-- Source excerpt --
Prior to his career in the theater, Brown was a specialist in outdoor adventure education working with organizations including Outward Bound, as a maritime educator. Brown was also a Chief Mate and licensed Captain of sailing vessels specializing in 19th century schooners in the North Atlantic Ocean, the Caribbean Sea, and the Baltic Sea, for nearly twenty years.

Extent

19.18 linear feet (46 legal size boxes)

Language of Materials

English

Abstract

Carlyle Brown (May 6, 1945-) born in Charleston, South Carolina, and raised in New York City, is an award-winning playwright/performer, curator and artistic director of Carlyle Brown and Company based in Minneapolis, Minnesota. He is also the Founding Director of the Laughing Mirror Theatre, an experimental ensemble company devoted to the research and development of Black American theatrical forms in New York. For many years Brown was a specialist in outdoor adventure-based education though Outward Bound and a licensed captain of 19th century sailing vessels.

Brown collection comprises four series:

Biographical Documents holds extensive photographs of Brown in his youth and adolescence, and images of his immediate family (parents, and son) and family friends. His maritime experience with Outward Bound and as captain of 19th century sailing vessels are displayed through his writings, magazine articles and photographs.

The largest series, Playscripts and Screenplays, holds typescripts and supporting documents (playbills, reviews, photographic images) of over thirty (30) plays, and stage productions of Brown's earlier works including The Little Tommy Parker Celebrated Colored Minstrel Show, The African Company Presents Richard III, and Buffalo Hair, to list a few. Brown's drafts of screenplays are also included, some derived from his plays.

-- Short problem 1 --
Using the Carlyle Brown collection description, explain what the Laughing Mirror Theatre was devoted to.
-- Short problem 2 --
What is the extent of the Carlyle Brown collection, according to its description?
-- Short problem 3 --
Continue the Carlyle Brown collection description from where it stops.

-- Information supplied --
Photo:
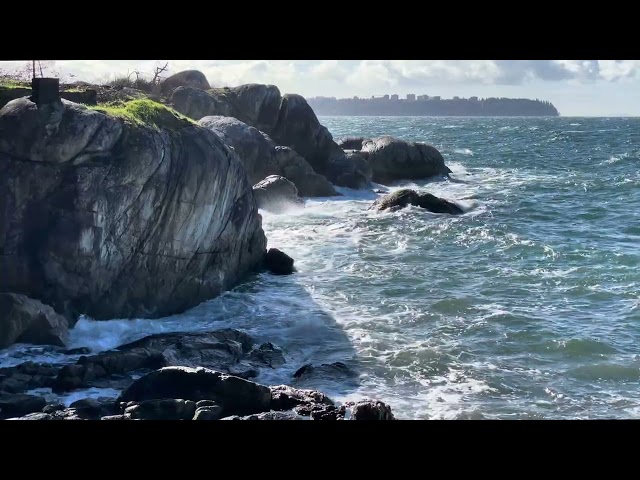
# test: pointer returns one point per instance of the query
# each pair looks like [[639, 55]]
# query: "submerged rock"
[[276, 193], [392, 159], [402, 198], [226, 350], [116, 219], [278, 262], [25, 320], [235, 395], [17, 405]]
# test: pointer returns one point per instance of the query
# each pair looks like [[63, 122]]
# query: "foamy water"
[[526, 306]]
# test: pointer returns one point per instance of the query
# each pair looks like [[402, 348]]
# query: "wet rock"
[[78, 351], [35, 416], [392, 159], [162, 409], [235, 395], [116, 417], [332, 370], [268, 354], [402, 198], [370, 410], [186, 78], [210, 412], [53, 407], [276, 193], [25, 320], [15, 405], [224, 350], [268, 416], [284, 397], [278, 262]]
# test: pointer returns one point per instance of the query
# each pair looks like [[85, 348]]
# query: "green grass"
[[14, 84], [146, 112]]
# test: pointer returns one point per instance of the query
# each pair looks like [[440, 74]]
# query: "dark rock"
[[393, 159], [210, 412], [295, 168], [371, 410], [117, 219], [35, 416], [116, 417], [15, 405], [78, 351], [284, 397], [235, 395], [25, 320], [402, 198], [278, 263], [268, 354], [186, 78], [350, 170], [268, 416], [331, 370], [276, 193], [222, 350], [351, 143], [53, 407], [162, 409]]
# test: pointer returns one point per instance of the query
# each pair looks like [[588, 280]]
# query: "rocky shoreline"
[[146, 207]]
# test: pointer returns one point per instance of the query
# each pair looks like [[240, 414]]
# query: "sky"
[[575, 87]]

-- Written answer 1 --
The Laughing Mirror Theatre, which Brown founded as an experimental ensemble company in New York, was devoted to the research and development of Black American theatrical forms.

-- Written answer 2 --
19.18 linear feet (46 legal size boxes).

-- Written answer 3 --
Various Writings and Projects highlights Brown's earlier writings in the form of poems and essays with a few playscript drafts. Various Projects consists of projects and proposals which Brown originated or collaborated with other individuals and/organizations. Includes the John Parker Story Theater project, A Proposal for U-Side U-Dey Go: A Black-American's Adventures in Africa, and Way Up North in Dixie: (A Work-In-Progress)

Various Documents holds scattered and brief ephemera which was of interest to Brown, mostly newspaper clippings and magazines.

Collection Arrangement

1. Biographical Documents: 1920s-2010, and undated

2. Playscripts and Screenplays: 1865-2005, and undated

3. Various Writings and Projects: 1800s-2000, and undated

4. Various Documents: 1972-2001, and undated

Processing Information

Processed by Georgette Mayo 2023

Title
Inventory of Carlyle Brown papers
Status
Completed
Author
By Georgette Mayo, 2022-2023
Date
2023
Description rules
Dacs
Language of description
English
Script of description
Latin
Language of description note
Description is in English

Revision Statements

  • October 2023: Recent acquisitions were added to Brown's inventory.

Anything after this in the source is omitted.